7. Opposing the petition, Mr. M.R. Bhatt, learned senior advocate appearing for the respondent, submitted that as income chargeable to tax has escaped taxation, the notice has been issued under s. 148 r/w s. 150 of the IT Act which is well within the jurisdiction of the assessing authority. Inviting attention to the provisions of s. 150 of the Act, it was submitted that sub-s. (1) of s. 150 overrides the time-limit for issuance of notice prescribed under s. 149. Insofar as completion of assessment is concerned the limitation is provided under s. 153 of the Act. However, sub-s. (3) of s. 153 exempts certain assessments, reassessments and recomputations from the purview of limitation. Inviting attention to cl. (ii) of s. 153(3) as well as Expln. 2 thereto, it was submitted that in the light of the aforesaid statutory provisions, reassessment and recomputation proceedings, in the instant case, have been initiated within time and within the jurisdictional limits. Dealing with the contention that the CIT(A) has neither recorded nor given any direction as contemplated under sub-cl. (ii) of s. 153(3), it was submitted that the CIT(A) has recorded a finding of fact that the long-term capital gain arising on the sale was liable to be taxed in the asst. yr. 1983-84. Hence, it cannot be said that the CIT(A) has not recorded any finding. Referring to the decisions on which the learned advocate for the petitioner had placed reliance, it was submitted that none of the said decisions would come to the aid of the petitioner in the facts and circumstances of the present case.

__Prompt 1__
Which section numbers of the IT Act does the excerpt on the reassessment notice cite? List each one once.
__Prompt 2__
Can you pick up the excerpt on the reassessment notice after its final sentence and continue it?

(Records from a dataset)
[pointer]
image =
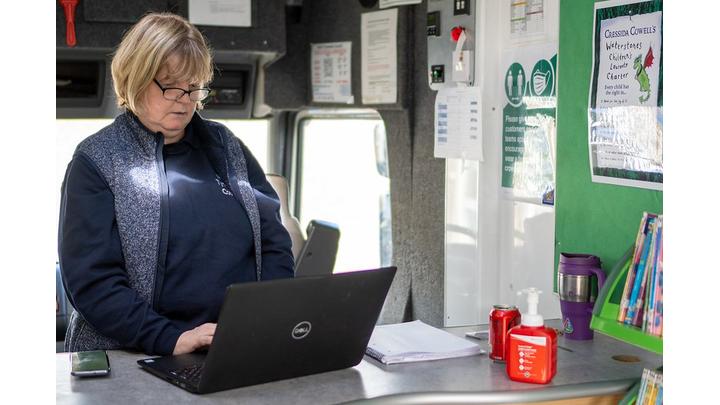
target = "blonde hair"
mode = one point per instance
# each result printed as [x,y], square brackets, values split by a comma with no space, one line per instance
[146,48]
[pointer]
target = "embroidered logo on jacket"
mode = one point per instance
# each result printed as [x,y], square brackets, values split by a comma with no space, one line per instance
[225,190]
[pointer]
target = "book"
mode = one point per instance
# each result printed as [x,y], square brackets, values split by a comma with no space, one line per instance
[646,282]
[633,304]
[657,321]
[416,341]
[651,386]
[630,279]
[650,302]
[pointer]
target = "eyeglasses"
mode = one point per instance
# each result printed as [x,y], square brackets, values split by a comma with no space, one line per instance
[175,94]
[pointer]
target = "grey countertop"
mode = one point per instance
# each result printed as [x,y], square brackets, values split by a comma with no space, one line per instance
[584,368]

...

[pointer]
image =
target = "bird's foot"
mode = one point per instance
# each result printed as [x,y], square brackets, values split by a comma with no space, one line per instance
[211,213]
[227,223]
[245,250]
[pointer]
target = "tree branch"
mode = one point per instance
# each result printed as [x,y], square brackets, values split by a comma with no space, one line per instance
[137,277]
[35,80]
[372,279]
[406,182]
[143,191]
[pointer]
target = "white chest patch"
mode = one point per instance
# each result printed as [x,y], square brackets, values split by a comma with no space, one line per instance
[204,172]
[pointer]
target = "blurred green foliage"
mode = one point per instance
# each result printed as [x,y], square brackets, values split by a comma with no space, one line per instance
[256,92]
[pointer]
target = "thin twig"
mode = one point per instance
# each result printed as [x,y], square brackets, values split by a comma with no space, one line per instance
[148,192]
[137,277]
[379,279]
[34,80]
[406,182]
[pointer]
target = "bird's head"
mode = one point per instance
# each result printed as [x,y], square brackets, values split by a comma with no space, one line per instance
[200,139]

__Right answer 1__
s. 148, s. 149, s. 150, s. 153

__Right answer 2__
8. The facts are not in dispute. It is an accepted position that pursuant to the order dt. 16th Feb., 1996 made by the CIT(A) for the asst. yr. 1984-85, the AO has issued notice under s. 148 of the Act for reopening assessment for the asst. yr. 1983-84 in respect of income that had escaped assessment. The principal contention of the petitioner that the said notice is barred by limitation is required to be examined in the light of the provisions of Chapter XIV of the Act, which makes provision for the “procedure of assessment”. Under the scheme of the IT Act, 1961, s. 147 defines the power and jurisdiction for making an assessment or a reassessment of escaped income. It categorises the different contingencies and circumstances where an assessment or a reassessment may be made. s. 148 provides for initiation of reassessment proceedings. Sec. 149 prescribes the time-limit within which a reassessment notice may be issued by the AO on the assessee concerned. Sec. 150 which provides for issuance of notice under s. 148 at any time for the purpose of making an assessment or reassessment or recomputation in consequence of or to give effect to any finding or direction contained in an order passed by any authority in any proceeding under the Act by way of appeal, reference or revision, is by way of exception to the rules of limitation laid down in s. 149. If a case falls within the circumstances mentioned in s. 150, the time limits stipulated under s. 149 do not have application. Sec. 153 of the Act provides for the time-limit for completion of assessments and reassessments. Sub-s. (1) of s. 153 prescribes the time-limit for making an order of assessment under s. 143 and s.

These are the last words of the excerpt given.